| The problem |
Count the lines in the items below that contain the string "Target". Reply with the number alone.

════════════════════

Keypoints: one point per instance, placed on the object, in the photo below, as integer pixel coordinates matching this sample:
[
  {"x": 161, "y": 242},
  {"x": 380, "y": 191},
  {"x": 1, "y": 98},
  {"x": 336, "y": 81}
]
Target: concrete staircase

════════════════════

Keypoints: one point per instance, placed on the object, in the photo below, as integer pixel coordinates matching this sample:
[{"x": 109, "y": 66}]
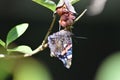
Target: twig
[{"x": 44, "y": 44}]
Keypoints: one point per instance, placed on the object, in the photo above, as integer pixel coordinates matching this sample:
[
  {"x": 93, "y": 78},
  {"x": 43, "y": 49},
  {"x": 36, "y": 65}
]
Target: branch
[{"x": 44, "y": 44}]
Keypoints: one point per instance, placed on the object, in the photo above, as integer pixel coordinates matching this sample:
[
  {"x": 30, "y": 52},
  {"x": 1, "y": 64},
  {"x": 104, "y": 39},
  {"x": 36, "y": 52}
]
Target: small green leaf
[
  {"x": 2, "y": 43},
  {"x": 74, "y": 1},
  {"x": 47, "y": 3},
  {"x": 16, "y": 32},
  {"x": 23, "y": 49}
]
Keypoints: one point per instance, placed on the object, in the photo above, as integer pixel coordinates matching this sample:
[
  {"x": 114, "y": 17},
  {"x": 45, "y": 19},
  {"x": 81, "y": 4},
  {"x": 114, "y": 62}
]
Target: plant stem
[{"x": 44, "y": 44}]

════════════════════

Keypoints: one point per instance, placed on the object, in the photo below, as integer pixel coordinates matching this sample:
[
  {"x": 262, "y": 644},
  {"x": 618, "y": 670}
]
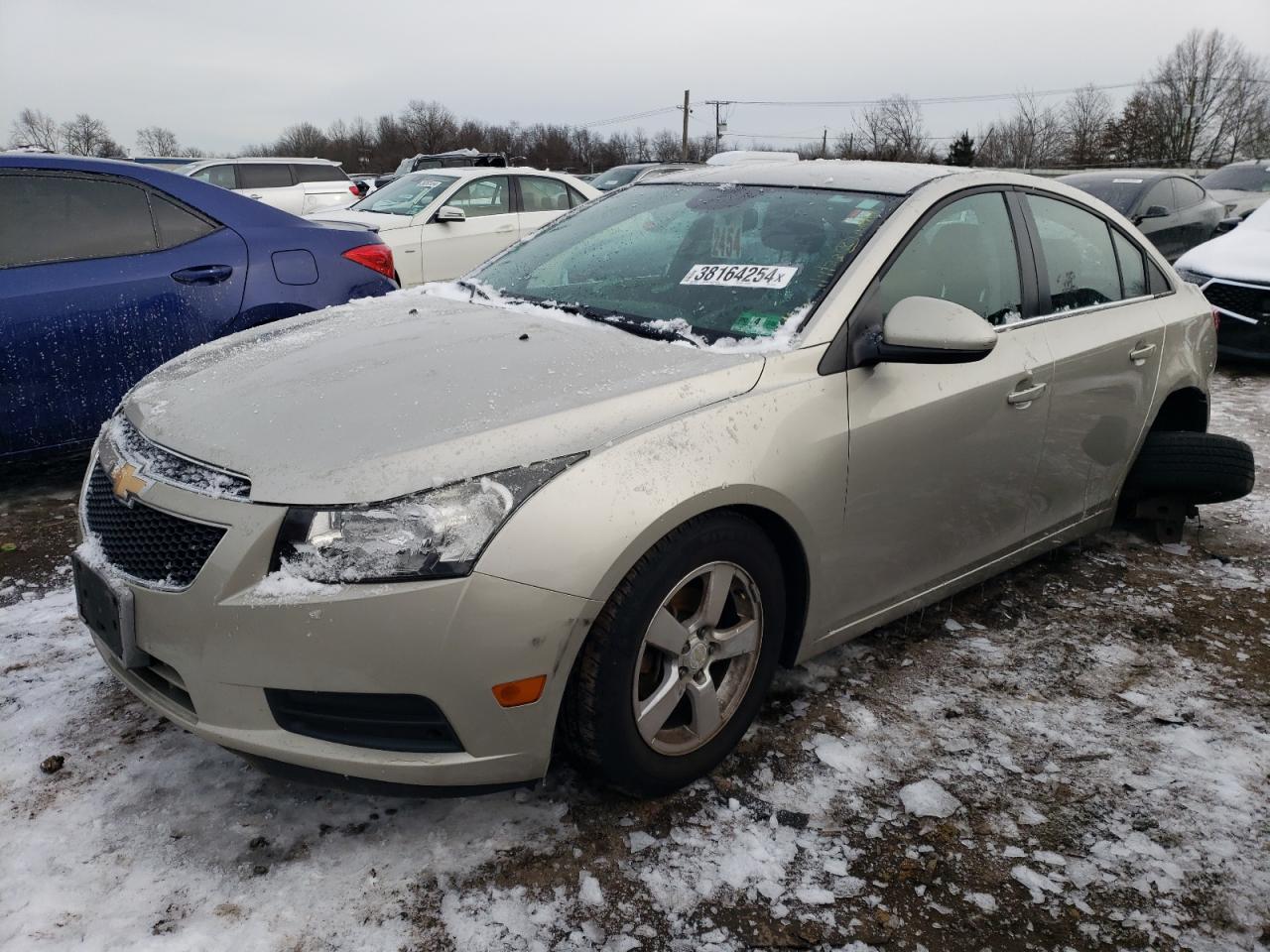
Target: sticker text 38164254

════════════════════

| Finished task |
6